- Selected text

Continuous domains can be modeled using either the finite or boundary element methods. Both require test functions to be used as interpolants. A shape function can be viewed as a specific solution to an elliptic equation on a given polygonal domain. For convex n-sided polygons these functions can readily be found in closed form as rational polynomials. However, convexity is too restrictive a requirement for smooth modeling of many continuous domains. Examples include analysis of biological entities, soil-structure interaction, and high precision graphics rendering. The concavity restriction is alleviated by analytically enforcing continuity of the displacement, slope and curvature tensor fields. In particular, for the simplest concave shape, the four-noded element, the shape function associated with the concave node is calculated. The three remaining shape functions are generated using the three patch test requirements, which require reproducibility of any arbitrary linear field

Diagnoses made from MRI, X-ray, CT-scan and other imaging techniques are based on the comparison of medically significant points and boundaries. In order to be able to consistently compare such images coordinate invariant shape analysis is necessary. In the case of the Maxillo-Facial frame nodal points are found from CT scans, these points form the outline of a concave shape. Apparently the concavity is essential to the proper growth and function and thus needs to be considered in comparative analysis. If the domain outlined by the nodes is discretized into convex parts then the concavity information is lost.

- Dataset
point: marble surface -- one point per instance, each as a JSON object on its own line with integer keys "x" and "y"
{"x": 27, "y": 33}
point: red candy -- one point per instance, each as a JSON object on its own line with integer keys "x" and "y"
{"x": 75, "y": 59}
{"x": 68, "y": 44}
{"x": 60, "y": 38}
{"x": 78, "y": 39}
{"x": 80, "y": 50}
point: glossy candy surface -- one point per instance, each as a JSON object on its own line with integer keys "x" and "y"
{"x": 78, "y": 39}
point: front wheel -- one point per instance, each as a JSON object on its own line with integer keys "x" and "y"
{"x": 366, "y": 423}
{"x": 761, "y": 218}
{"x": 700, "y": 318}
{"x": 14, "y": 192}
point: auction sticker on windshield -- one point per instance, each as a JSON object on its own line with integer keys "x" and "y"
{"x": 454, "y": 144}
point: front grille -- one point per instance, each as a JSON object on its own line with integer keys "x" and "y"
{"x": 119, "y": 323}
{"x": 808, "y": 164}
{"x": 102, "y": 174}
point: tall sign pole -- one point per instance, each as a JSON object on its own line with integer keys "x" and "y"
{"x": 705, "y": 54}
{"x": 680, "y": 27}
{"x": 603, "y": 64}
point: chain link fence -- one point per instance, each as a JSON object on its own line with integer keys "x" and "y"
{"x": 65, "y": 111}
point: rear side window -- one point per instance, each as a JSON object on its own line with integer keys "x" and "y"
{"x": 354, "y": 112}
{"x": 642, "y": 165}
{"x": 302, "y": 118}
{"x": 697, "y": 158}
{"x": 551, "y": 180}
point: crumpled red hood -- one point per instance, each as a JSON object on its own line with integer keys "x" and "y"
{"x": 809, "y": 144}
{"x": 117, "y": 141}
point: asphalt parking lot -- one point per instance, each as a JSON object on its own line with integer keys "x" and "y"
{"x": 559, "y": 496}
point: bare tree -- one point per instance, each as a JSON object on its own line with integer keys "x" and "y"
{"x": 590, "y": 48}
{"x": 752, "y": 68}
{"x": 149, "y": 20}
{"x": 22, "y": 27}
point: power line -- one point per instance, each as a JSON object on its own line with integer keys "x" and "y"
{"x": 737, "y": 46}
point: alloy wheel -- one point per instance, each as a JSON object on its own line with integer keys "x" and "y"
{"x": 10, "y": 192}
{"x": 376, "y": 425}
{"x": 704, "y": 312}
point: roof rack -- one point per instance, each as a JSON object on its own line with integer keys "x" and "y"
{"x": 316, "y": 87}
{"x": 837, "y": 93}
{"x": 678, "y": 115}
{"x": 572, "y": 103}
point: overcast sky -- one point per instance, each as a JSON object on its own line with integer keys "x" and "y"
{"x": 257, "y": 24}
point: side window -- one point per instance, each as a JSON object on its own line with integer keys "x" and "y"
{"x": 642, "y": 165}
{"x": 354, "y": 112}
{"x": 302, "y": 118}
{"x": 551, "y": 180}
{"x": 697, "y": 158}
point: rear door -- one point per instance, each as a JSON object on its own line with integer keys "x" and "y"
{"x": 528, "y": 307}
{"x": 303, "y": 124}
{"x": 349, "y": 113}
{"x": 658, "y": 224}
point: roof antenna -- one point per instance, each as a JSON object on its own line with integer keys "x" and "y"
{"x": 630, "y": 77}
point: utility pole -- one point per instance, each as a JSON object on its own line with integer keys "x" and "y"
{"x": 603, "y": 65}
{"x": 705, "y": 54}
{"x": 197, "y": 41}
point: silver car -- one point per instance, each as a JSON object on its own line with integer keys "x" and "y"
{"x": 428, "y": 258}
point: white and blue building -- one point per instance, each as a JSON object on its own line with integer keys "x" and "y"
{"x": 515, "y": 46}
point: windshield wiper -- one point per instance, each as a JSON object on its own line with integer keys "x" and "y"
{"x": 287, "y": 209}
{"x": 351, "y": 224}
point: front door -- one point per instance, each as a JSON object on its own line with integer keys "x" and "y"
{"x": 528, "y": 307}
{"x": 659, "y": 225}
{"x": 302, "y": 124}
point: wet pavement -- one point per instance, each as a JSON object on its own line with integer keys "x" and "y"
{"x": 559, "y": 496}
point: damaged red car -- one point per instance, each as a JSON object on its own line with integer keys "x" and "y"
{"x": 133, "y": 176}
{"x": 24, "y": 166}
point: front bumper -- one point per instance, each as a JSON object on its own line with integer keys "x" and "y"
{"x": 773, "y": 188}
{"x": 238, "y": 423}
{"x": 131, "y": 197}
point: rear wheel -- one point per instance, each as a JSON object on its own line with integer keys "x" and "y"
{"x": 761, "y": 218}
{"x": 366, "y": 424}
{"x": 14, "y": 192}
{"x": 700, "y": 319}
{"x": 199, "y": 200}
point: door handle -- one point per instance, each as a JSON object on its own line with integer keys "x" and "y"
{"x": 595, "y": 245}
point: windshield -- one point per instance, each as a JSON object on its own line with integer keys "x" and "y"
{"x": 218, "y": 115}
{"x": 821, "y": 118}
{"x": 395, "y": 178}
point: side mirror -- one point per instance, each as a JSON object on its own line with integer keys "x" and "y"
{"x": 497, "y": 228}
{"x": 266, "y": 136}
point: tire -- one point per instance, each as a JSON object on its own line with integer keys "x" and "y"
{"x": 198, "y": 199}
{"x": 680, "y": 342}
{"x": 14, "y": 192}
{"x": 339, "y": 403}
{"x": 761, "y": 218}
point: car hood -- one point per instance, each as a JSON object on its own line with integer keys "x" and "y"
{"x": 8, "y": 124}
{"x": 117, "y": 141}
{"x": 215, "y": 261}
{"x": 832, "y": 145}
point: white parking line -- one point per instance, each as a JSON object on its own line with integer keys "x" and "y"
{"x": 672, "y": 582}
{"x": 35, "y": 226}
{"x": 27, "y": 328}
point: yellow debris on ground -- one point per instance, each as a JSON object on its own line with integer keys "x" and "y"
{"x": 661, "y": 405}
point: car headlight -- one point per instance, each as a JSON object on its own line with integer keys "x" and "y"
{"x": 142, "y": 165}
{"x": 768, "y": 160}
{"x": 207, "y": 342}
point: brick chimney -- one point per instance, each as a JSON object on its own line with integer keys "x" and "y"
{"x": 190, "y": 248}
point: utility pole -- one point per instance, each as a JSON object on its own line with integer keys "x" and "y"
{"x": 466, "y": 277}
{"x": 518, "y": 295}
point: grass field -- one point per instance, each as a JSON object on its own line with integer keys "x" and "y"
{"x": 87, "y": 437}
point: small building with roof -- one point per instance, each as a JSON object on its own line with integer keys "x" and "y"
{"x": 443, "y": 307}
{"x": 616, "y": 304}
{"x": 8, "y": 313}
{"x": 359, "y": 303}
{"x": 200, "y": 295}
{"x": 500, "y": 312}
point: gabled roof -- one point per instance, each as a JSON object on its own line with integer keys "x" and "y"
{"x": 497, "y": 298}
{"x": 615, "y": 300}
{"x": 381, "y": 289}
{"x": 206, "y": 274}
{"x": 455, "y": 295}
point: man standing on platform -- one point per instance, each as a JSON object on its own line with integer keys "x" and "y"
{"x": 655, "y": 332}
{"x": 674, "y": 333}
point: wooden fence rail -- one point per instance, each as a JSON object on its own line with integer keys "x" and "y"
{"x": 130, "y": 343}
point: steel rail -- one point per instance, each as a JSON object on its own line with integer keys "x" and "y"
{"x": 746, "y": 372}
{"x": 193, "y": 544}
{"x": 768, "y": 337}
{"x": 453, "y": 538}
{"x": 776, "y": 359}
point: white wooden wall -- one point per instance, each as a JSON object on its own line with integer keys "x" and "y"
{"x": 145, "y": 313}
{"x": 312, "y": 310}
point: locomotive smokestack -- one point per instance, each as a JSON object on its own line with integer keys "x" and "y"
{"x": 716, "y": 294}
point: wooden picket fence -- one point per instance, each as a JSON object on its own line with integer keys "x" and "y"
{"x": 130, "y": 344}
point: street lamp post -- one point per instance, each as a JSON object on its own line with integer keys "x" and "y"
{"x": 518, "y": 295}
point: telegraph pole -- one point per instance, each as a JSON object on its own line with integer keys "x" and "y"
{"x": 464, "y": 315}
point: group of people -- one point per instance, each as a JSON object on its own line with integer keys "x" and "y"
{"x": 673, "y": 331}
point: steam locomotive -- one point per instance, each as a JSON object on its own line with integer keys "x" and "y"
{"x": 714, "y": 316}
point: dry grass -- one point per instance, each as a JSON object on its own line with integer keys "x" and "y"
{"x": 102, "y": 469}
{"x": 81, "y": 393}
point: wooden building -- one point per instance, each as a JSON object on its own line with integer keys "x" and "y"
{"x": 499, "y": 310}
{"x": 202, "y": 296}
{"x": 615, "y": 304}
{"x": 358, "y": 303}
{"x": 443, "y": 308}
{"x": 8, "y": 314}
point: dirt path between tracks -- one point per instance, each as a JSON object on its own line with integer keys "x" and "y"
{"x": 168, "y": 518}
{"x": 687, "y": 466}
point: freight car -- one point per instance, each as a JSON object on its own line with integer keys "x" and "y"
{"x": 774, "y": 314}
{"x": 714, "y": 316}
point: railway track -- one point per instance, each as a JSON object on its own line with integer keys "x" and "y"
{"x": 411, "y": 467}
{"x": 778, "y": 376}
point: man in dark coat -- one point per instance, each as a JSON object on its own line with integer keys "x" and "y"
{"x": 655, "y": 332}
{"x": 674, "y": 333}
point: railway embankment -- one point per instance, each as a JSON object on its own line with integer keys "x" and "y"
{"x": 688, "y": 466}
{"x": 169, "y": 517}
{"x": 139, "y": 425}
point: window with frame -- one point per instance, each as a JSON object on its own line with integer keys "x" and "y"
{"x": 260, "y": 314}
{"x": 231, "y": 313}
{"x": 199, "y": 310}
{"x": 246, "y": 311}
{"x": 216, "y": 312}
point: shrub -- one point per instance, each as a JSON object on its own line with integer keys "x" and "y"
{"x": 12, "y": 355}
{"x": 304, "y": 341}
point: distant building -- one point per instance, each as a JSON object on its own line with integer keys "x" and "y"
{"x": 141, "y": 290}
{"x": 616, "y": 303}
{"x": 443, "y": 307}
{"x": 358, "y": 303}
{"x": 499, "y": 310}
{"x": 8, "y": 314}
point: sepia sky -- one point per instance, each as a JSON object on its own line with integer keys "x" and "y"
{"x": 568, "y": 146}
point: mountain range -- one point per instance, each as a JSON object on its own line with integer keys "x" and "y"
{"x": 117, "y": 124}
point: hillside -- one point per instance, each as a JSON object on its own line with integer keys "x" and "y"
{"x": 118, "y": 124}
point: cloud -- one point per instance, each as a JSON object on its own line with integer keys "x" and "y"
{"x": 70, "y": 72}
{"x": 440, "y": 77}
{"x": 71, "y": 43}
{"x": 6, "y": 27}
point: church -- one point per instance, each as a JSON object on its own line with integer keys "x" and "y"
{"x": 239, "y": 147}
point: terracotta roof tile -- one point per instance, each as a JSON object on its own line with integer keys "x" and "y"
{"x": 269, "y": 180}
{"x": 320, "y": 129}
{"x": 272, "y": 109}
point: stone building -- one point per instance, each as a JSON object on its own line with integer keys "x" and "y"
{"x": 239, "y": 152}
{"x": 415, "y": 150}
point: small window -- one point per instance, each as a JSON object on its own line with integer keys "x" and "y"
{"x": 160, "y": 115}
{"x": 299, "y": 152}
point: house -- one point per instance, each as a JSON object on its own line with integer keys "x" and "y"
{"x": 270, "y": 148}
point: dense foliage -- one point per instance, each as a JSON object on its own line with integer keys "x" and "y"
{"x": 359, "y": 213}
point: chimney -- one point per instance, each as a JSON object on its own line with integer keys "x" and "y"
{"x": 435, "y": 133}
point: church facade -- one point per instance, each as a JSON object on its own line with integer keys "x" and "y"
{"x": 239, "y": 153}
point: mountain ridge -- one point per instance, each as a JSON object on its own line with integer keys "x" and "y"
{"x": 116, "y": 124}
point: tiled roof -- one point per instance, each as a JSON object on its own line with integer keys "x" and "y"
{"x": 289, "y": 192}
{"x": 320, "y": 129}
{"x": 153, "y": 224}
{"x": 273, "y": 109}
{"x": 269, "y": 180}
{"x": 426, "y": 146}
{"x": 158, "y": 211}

- Required work
Answer these from the text on concave shape functions above:
(a) Which element does the text call the simplest concave shape?
(b) What is used to generate the three remaining shape functions?
(c) What is lost if the domain outlined by the nodes is discretized into convex parts?

- Response area
(a) The four-noded element.
(b) The three patch test requirements, which require reproducibility of any arbitrary linear field.
(c) The concavity information.